Without including any picture, repeat the records below exactly.

::: PROVIDED DATA

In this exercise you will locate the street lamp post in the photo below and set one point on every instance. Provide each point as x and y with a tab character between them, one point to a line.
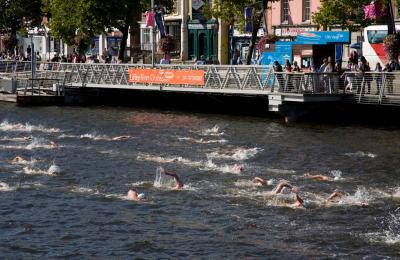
33	61
153	40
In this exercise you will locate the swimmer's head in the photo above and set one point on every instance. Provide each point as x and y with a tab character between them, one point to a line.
295	189
306	204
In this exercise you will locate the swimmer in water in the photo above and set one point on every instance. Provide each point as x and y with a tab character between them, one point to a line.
122	137
259	181
133	195
280	187
179	183
18	159
300	202
53	144
237	168
337	195
318	177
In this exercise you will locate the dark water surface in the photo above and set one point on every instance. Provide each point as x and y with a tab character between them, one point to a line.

::::::

*RESULT*.
In this exercise you will locate the street lamp post in the photo below and set one point on every instance. Provide each point as x and y with a tab character between them, one point to a line.
33	61
153	40
In this exercise you will locate the swimmer's head in the photo above and set one point on every instance. Provide each point as x and y with a tab character between them, one point to a line.
295	189
306	204
In this exercise you will locate the swimmer in water in the photo above and set one point on every instance. Provide each point as x and y with a tab character between them, one point to a line.
122	137
259	181
133	195
280	187
179	183
18	159
300	202
53	144
237	168
337	195
318	177
In this exercise you will locate the dark water surface in the photo above and set one point on every instance. Provide each point as x and y with a tab character between them, one point to a line.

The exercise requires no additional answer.